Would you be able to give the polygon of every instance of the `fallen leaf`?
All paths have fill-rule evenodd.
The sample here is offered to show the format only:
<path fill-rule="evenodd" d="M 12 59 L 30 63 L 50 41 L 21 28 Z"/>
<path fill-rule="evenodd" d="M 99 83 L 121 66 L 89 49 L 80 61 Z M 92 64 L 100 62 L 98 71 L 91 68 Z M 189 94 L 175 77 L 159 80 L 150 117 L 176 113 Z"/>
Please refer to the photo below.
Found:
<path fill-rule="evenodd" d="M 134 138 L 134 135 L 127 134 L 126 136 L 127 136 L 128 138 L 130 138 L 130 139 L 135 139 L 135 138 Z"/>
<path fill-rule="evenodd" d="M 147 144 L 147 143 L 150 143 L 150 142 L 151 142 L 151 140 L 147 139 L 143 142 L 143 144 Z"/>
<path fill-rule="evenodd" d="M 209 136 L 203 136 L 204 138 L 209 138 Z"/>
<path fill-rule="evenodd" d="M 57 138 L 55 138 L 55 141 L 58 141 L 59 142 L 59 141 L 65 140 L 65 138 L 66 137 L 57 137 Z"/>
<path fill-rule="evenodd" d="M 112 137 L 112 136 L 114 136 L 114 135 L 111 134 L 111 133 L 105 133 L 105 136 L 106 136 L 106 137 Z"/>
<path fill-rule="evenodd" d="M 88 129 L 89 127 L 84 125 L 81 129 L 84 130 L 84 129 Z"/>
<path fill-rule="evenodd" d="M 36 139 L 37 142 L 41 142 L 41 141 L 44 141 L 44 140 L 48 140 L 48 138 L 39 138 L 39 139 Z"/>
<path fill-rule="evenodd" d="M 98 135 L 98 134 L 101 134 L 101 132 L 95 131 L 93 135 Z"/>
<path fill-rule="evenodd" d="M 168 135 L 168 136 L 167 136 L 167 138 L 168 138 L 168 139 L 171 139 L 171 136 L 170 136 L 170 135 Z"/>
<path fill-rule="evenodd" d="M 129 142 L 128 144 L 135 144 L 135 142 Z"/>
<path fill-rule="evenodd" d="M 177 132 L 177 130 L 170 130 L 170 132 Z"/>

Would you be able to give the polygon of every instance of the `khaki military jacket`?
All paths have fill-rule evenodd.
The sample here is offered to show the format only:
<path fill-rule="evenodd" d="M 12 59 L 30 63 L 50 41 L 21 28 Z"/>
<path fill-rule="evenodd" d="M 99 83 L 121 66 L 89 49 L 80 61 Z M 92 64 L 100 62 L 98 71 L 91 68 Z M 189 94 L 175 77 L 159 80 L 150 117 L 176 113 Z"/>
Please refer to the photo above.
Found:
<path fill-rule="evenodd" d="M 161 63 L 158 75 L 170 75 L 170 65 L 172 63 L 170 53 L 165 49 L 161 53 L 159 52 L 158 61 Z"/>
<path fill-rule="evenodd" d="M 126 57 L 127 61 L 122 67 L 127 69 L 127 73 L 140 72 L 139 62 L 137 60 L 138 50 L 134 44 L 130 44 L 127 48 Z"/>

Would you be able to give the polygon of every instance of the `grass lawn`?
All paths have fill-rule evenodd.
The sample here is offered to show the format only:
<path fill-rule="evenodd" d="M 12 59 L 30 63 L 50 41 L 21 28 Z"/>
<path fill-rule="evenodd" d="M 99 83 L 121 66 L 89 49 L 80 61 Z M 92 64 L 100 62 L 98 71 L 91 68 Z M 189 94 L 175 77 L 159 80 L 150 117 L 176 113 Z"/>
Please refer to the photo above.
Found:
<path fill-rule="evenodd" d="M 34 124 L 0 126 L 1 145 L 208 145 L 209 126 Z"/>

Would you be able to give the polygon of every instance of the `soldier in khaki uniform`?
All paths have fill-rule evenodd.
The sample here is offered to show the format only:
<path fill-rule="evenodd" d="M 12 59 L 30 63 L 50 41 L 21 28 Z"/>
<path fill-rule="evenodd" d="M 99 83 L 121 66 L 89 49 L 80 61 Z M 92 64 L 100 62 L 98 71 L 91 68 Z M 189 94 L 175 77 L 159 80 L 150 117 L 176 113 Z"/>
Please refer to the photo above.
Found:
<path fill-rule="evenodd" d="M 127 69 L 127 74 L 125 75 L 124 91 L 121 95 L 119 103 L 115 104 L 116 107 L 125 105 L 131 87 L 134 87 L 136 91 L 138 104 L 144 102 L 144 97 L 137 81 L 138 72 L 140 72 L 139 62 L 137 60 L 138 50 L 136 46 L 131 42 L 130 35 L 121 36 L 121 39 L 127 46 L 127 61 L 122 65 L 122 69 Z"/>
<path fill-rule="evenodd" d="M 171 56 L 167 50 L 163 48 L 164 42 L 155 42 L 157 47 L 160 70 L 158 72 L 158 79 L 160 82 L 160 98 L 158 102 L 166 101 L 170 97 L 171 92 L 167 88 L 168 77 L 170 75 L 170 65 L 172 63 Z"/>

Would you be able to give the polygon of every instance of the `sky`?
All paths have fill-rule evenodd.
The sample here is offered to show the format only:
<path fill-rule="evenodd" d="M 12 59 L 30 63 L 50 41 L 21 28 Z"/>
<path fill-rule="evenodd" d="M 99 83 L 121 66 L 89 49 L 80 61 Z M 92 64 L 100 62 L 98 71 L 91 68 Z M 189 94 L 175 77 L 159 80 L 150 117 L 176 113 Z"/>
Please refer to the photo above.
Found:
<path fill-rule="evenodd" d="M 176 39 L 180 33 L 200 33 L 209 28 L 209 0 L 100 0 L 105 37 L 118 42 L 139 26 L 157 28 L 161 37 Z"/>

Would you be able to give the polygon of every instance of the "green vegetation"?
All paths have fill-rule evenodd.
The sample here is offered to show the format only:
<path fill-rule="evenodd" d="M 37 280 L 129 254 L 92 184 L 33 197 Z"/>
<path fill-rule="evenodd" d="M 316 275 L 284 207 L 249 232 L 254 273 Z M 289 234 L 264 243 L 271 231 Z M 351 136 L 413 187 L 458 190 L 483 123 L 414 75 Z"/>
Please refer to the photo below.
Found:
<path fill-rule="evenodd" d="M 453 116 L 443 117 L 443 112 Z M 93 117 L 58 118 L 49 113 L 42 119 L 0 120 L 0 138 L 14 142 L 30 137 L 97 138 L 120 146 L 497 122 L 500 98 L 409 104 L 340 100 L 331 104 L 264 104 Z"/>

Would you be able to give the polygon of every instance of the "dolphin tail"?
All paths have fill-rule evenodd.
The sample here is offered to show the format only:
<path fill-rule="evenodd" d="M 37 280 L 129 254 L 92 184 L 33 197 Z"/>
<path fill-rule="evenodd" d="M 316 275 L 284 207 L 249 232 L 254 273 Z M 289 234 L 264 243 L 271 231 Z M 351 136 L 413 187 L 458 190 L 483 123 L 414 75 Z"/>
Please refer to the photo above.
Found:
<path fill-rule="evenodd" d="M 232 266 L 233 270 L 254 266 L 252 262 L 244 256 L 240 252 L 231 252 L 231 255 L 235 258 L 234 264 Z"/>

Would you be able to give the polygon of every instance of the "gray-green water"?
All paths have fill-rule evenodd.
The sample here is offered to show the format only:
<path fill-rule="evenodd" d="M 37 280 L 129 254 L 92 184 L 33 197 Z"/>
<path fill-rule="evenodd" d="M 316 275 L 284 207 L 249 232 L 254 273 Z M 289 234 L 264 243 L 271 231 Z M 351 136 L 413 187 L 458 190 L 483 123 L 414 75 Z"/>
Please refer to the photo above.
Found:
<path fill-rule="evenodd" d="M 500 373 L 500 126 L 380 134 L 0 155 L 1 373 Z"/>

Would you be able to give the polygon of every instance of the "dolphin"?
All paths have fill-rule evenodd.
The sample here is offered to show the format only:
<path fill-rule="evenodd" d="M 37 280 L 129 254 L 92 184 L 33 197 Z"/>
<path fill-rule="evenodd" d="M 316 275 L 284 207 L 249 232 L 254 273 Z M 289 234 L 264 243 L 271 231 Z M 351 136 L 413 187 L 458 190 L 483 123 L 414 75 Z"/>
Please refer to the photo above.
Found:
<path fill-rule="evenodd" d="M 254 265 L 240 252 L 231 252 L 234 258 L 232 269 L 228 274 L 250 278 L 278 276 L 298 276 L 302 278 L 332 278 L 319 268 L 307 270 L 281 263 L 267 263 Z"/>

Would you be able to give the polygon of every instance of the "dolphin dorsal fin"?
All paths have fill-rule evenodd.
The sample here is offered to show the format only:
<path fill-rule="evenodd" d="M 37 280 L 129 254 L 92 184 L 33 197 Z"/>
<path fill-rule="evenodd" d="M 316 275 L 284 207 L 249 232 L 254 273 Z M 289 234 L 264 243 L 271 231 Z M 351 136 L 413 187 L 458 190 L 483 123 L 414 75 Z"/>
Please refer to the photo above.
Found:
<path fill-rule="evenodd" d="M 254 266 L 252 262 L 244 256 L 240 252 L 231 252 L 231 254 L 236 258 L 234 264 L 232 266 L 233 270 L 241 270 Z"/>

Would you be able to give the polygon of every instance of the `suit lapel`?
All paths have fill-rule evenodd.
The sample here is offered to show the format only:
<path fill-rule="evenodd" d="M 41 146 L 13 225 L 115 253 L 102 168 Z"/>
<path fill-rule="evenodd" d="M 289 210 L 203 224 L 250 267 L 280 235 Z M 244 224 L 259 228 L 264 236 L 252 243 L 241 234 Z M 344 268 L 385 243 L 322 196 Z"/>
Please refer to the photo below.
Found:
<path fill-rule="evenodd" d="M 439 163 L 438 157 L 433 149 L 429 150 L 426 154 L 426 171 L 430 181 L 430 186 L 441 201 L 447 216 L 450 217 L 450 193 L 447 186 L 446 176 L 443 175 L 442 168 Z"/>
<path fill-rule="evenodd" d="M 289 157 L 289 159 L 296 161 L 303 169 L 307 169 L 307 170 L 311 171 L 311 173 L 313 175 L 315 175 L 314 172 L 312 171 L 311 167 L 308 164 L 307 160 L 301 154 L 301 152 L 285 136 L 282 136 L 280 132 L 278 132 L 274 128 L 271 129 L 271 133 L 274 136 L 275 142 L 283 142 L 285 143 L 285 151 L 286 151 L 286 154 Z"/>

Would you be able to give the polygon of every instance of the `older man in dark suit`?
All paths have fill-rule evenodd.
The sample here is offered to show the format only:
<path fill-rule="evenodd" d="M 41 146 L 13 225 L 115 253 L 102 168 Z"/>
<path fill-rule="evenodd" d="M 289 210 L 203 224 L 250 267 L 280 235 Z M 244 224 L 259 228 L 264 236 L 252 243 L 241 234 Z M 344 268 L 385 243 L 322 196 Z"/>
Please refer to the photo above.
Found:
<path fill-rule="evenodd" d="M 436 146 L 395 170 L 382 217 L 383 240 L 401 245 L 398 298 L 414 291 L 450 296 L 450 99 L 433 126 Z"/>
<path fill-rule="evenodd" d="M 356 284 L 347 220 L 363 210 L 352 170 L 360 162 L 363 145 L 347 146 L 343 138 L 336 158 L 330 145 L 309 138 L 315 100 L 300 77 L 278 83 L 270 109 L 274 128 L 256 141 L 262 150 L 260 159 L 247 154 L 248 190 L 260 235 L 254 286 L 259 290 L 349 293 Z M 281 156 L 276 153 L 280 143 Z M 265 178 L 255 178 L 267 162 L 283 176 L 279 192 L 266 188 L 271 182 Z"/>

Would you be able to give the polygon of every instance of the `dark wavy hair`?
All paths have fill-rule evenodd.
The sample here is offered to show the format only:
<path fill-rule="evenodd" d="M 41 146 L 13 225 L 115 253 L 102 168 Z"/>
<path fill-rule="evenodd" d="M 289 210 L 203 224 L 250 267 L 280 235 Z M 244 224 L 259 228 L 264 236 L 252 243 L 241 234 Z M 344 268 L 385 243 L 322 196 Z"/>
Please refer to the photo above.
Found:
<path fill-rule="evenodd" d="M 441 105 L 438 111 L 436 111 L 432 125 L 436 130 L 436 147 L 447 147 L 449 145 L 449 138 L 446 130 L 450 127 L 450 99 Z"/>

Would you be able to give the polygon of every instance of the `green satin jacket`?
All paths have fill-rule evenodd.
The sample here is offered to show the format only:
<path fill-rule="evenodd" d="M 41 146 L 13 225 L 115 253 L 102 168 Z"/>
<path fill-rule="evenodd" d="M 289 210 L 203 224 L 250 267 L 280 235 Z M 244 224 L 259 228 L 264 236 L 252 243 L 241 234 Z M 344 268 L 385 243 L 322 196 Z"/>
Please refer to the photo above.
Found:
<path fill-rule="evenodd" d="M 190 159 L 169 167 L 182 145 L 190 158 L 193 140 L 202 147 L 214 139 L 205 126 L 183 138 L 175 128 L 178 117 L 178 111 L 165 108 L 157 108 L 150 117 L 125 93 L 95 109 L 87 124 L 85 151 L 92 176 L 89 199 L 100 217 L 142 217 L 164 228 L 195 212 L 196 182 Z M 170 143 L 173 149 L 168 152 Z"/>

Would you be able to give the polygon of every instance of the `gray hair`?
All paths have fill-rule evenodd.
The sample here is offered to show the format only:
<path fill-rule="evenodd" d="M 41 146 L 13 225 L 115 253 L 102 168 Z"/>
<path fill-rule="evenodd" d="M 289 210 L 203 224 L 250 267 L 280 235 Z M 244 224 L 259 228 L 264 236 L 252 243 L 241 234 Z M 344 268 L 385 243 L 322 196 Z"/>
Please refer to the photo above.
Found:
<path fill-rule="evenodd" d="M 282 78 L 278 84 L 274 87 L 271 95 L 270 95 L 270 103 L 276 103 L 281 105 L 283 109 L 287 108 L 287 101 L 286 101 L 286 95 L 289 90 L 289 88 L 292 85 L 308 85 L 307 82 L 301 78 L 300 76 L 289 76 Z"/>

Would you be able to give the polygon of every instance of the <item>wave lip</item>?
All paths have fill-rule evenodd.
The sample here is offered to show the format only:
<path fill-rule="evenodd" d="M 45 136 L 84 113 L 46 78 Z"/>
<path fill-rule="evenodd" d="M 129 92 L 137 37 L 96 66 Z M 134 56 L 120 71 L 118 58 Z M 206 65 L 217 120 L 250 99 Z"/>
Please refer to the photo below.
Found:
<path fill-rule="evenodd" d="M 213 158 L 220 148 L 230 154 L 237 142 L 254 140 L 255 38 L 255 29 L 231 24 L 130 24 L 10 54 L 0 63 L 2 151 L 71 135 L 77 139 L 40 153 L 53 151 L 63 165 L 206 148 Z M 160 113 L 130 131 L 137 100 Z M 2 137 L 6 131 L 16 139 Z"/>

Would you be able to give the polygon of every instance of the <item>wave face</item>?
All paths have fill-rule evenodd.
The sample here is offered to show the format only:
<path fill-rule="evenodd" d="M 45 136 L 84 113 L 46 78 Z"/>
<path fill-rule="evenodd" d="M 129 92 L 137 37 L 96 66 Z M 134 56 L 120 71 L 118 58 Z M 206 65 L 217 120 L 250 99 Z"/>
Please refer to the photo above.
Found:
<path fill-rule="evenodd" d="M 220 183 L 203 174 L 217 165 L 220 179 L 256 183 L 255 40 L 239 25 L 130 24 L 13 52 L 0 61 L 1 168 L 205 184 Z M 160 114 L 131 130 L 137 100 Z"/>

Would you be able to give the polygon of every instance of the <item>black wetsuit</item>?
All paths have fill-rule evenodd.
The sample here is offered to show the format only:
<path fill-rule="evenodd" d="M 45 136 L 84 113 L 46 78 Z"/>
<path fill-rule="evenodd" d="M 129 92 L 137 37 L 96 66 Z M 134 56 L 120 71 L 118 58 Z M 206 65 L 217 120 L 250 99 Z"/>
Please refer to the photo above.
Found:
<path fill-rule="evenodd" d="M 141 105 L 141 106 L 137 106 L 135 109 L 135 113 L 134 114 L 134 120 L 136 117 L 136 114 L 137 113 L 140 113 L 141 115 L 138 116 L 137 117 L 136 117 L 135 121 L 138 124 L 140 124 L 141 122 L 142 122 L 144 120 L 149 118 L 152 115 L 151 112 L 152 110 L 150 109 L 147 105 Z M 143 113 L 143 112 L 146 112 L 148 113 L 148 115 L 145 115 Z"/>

GIVEN TASK: Lay out the lines of the material as a numbered list, beginning at its first line and stopping after the line containing "147 144 L 147". Leave out any blank lines.

RESPONSE TO THIS EXERCISE:
1. Would you be able to give the polygon of every instance of the `fallen leaf`?
2. All paths have fill-rule evenodd.
3. The sample here is offered to show the format only:
4. <path fill-rule="evenodd" d="M 12 59 L 30 63 L 50 41 L 21 28 Z"/>
5. <path fill-rule="evenodd" d="M 99 83 L 121 66 L 89 49 L 80 61 Z M 92 64 L 100 62 L 98 71 L 91 68 Z M 189 94 L 175 77 L 159 80 L 150 117 L 176 113 Z"/>
6. Please refer to the photo below.
7. Found:
8. <path fill-rule="evenodd" d="M 134 138 L 134 135 L 127 134 L 126 136 L 127 136 L 128 138 L 130 138 L 130 139 L 135 139 L 135 138 Z"/>
9. <path fill-rule="evenodd" d="M 147 144 L 147 143 L 150 143 L 150 142 L 151 142 L 151 140 L 147 139 L 143 142 L 143 144 Z"/>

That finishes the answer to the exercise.